§ PROBLEM DESCRIPTION
Set down exactly the lines that run from the line with "[tag] microphone (a dot for each instance)" to the end of the data, and nothing else.

Begin

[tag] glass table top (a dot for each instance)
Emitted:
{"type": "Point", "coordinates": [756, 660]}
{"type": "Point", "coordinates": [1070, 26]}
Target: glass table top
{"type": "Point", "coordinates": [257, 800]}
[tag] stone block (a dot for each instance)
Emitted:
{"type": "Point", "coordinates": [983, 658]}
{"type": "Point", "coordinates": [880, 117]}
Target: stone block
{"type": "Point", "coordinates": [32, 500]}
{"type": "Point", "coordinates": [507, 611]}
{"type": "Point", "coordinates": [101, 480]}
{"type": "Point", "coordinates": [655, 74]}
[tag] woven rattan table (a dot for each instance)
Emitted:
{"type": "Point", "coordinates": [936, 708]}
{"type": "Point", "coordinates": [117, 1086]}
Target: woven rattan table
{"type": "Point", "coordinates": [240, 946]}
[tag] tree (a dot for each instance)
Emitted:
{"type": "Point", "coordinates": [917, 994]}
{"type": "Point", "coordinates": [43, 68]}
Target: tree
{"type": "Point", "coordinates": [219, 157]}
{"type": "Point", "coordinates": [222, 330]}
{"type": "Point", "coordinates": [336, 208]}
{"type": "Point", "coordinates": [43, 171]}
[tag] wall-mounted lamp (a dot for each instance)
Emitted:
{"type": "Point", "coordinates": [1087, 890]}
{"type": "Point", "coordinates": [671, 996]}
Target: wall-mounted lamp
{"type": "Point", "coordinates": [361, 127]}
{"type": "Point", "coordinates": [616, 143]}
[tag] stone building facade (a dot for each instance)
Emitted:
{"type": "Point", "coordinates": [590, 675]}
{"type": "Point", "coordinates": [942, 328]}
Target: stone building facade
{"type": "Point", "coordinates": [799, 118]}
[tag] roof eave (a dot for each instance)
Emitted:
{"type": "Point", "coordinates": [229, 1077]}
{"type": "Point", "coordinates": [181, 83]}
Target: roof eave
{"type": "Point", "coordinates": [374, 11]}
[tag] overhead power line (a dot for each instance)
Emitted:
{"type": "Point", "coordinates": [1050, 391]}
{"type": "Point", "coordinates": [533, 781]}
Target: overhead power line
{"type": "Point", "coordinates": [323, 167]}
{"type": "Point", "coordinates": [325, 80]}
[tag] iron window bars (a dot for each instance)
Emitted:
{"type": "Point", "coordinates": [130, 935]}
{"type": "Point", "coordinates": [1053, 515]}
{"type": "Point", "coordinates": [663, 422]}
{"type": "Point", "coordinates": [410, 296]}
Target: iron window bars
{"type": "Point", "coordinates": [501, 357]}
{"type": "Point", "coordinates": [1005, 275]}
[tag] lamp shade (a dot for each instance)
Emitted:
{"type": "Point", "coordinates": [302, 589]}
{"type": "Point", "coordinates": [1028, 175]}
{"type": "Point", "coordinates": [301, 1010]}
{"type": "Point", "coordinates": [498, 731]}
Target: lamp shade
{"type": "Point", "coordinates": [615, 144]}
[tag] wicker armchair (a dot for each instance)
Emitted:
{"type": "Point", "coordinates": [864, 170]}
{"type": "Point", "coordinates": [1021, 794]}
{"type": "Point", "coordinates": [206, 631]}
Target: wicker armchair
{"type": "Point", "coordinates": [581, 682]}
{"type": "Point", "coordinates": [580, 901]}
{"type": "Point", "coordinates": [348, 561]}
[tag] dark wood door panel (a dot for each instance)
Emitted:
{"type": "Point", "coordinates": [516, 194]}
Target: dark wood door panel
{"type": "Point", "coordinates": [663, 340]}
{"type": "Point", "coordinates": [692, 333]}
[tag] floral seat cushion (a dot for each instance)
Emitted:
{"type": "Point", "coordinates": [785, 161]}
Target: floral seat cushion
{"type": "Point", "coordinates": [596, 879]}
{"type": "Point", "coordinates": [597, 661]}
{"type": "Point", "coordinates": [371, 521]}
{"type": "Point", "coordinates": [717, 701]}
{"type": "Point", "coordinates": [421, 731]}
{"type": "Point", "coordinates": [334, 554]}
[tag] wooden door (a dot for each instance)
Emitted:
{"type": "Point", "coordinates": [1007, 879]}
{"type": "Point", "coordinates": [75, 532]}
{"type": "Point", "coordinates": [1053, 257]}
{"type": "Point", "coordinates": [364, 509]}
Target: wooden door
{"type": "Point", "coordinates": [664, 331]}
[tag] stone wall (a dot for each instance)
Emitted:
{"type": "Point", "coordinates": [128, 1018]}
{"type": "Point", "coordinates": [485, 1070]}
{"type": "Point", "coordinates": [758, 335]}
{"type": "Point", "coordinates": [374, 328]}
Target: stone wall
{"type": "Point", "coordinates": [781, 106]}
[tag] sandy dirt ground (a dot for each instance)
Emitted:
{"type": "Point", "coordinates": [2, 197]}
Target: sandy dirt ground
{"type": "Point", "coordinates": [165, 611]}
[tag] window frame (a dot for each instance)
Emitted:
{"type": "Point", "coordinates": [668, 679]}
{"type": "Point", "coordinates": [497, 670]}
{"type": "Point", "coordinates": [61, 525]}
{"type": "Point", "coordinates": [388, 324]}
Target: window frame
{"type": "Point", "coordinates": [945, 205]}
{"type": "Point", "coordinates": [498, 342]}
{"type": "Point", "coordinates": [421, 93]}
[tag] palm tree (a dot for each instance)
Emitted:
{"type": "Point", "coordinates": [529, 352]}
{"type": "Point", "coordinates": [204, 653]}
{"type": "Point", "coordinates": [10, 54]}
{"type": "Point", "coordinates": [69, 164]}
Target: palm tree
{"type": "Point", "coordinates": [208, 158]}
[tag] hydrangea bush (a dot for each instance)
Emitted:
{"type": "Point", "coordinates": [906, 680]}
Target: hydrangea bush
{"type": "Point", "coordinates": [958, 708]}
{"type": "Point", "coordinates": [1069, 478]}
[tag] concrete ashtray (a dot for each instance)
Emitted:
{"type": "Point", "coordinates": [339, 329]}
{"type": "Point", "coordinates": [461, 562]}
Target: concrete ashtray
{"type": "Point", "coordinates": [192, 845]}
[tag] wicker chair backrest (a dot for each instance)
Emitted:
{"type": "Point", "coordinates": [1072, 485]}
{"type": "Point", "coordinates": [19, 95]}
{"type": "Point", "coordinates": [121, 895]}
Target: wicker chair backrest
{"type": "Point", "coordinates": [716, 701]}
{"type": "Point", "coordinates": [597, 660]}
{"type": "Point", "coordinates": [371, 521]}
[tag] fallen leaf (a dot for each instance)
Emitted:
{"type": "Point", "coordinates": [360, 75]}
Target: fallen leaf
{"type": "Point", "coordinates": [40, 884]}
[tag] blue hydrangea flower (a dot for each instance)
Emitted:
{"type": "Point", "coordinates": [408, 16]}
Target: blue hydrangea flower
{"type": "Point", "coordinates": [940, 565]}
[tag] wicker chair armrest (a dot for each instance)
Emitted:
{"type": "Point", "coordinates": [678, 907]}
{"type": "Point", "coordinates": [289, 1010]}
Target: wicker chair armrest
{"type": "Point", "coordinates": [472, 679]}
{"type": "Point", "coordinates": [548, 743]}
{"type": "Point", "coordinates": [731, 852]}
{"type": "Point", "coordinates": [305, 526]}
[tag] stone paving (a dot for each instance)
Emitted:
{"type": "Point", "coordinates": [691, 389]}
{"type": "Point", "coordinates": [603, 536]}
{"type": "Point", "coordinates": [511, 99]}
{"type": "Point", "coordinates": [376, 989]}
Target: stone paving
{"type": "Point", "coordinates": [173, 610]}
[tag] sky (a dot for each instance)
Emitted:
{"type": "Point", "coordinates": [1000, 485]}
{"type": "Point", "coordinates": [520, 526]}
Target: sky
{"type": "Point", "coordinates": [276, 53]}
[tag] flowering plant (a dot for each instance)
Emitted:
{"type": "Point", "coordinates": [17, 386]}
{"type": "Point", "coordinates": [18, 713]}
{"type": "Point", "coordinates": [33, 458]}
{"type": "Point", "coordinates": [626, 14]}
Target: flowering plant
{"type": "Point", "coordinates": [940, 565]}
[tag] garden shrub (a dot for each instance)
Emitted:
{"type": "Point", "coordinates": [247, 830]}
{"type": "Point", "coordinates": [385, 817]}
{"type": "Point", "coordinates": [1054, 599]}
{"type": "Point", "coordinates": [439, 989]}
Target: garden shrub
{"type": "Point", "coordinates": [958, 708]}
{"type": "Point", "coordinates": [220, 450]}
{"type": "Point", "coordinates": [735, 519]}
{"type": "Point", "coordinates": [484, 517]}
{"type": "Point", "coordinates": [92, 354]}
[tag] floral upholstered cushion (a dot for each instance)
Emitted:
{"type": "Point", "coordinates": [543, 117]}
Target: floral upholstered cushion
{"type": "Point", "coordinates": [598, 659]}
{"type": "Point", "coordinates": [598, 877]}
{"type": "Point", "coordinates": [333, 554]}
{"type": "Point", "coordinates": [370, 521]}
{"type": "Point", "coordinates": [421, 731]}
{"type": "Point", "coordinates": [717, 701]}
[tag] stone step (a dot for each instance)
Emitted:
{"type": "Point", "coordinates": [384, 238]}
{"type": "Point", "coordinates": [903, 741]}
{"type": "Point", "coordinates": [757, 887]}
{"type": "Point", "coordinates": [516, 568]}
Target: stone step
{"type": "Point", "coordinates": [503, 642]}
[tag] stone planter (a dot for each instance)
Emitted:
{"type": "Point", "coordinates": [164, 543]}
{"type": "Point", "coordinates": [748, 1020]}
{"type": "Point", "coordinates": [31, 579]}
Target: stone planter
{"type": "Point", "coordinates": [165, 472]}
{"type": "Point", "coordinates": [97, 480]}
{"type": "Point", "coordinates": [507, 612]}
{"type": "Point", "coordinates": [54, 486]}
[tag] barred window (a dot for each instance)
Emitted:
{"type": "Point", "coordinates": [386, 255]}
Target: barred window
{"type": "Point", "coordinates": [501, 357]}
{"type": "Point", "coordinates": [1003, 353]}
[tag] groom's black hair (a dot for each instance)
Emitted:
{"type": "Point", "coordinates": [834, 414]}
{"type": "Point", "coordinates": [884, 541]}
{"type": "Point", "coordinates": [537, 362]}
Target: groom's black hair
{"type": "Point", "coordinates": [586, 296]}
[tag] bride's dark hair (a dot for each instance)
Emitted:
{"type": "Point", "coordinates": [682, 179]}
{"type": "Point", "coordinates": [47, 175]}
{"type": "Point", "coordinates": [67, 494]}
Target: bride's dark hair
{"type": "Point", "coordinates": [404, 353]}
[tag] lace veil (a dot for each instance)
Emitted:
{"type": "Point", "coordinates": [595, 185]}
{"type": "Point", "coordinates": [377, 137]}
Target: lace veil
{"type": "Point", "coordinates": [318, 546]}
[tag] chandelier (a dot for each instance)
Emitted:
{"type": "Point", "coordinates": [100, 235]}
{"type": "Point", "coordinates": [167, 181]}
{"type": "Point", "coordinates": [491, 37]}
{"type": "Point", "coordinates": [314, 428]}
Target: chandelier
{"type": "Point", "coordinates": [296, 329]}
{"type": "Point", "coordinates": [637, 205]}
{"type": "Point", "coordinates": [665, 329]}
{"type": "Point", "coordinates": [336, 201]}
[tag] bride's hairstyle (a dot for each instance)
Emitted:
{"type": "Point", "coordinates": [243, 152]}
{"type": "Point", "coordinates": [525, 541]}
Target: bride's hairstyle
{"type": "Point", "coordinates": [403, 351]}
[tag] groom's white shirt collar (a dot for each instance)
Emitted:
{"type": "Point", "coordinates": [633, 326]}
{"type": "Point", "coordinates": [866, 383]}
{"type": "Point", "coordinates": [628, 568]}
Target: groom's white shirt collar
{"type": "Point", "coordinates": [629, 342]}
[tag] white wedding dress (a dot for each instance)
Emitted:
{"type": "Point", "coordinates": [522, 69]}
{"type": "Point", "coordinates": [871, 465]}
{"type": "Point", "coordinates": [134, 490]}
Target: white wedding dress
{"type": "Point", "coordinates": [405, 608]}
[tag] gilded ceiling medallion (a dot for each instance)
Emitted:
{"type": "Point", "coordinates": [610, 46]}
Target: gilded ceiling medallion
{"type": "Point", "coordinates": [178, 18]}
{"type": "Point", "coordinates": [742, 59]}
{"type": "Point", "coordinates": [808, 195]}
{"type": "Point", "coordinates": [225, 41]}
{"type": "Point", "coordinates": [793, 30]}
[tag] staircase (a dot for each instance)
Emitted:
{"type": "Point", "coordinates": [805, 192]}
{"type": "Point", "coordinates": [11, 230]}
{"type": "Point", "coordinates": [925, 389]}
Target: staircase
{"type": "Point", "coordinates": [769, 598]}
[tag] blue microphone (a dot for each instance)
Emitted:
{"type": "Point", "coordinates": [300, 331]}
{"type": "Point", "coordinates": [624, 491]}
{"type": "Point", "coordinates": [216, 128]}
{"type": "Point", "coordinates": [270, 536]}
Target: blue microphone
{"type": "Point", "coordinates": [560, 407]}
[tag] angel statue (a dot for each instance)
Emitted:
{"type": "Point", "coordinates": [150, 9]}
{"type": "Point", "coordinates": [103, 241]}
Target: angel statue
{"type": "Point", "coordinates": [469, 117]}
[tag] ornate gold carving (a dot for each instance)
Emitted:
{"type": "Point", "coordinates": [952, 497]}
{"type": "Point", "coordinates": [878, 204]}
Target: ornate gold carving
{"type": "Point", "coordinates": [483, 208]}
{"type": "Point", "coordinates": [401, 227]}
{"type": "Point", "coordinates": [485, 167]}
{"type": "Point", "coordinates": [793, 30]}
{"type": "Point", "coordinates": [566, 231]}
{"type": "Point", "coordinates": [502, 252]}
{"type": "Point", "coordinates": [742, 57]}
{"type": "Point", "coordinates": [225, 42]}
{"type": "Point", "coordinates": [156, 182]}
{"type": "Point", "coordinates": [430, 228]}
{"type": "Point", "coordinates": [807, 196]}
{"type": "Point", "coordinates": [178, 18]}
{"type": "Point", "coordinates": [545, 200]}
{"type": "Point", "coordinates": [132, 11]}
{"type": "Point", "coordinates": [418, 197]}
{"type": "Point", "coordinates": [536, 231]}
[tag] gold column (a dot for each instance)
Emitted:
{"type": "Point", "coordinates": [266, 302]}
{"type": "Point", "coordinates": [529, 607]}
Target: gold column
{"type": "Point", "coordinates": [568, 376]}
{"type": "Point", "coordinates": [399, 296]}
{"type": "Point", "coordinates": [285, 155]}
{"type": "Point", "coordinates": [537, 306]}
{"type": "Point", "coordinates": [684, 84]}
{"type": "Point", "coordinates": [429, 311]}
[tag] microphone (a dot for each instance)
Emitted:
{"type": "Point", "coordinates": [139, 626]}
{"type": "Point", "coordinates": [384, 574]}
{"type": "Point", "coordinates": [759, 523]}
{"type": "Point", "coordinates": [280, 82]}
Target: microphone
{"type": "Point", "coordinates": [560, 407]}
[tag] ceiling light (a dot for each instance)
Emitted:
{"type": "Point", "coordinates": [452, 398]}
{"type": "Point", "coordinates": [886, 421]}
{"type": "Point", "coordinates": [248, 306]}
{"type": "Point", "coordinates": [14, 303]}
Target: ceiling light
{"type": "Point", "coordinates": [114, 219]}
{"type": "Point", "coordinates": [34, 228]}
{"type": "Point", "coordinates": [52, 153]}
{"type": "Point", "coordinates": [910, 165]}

End

§ THE COMPLETED TASK
[tag] microphone (a dot for each instance)
Emitted:
{"type": "Point", "coordinates": [139, 626]}
{"type": "Point", "coordinates": [384, 574]}
{"type": "Point", "coordinates": [759, 523]}
{"type": "Point", "coordinates": [280, 82]}
Target: microphone
{"type": "Point", "coordinates": [560, 407]}
[tag] ceiling light (a dot for each instance)
Emitted:
{"type": "Point", "coordinates": [452, 398]}
{"type": "Point", "coordinates": [886, 421]}
{"type": "Point", "coordinates": [248, 306]}
{"type": "Point", "coordinates": [14, 303]}
Target: ceiling light
{"type": "Point", "coordinates": [114, 219]}
{"type": "Point", "coordinates": [34, 228]}
{"type": "Point", "coordinates": [52, 153]}
{"type": "Point", "coordinates": [910, 165]}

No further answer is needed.